→ **Data for this exercise**:
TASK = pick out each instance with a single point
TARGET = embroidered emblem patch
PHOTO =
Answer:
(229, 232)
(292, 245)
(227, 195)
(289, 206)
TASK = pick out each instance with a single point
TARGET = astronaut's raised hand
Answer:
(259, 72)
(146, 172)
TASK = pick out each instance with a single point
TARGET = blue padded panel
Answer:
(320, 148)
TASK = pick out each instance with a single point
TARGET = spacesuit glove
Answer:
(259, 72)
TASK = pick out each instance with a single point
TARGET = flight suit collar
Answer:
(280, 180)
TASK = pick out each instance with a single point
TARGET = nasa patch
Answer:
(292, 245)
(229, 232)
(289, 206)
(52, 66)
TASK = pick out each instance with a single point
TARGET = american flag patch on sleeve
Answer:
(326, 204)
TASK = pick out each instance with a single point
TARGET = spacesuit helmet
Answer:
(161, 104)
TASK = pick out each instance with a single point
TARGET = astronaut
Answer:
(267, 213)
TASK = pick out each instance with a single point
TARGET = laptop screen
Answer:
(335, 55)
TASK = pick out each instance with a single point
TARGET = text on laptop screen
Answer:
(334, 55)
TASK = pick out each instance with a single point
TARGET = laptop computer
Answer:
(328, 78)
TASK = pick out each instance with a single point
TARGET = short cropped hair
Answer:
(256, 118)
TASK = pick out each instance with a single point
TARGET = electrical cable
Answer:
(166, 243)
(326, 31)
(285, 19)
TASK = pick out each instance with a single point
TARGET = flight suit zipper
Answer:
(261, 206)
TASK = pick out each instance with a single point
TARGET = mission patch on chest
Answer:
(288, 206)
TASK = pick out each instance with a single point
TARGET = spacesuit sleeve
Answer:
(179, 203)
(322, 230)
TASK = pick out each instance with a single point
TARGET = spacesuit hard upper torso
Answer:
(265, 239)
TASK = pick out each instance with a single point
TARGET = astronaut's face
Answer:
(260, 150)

→ **Problem statement**:
Output the line holding "TARGET = electrical cable", then every later line through the end of the records above, exactly as given and nothing else.

→ **Answer to this exercise**:
TARGET = electrical cable
Answer:
(166, 243)
(326, 31)
(285, 19)
TASK = pick out each instance with a single point
TARGET = flight suit zipper
Answer:
(261, 206)
TASK = pick out each instance with a single point
TARGET = mission patch on chest
Answer:
(288, 206)
TASK = pick out each instance with a single point
TARGET = spacesuit sleeve
Answer:
(179, 203)
(322, 230)
TASK = pick out each instance with a single point
TARGET = spacesuit hard upper torso
Answer:
(265, 239)
TASK = pick out each instance with a single point
TARGET = astronaut's face
Answer:
(260, 150)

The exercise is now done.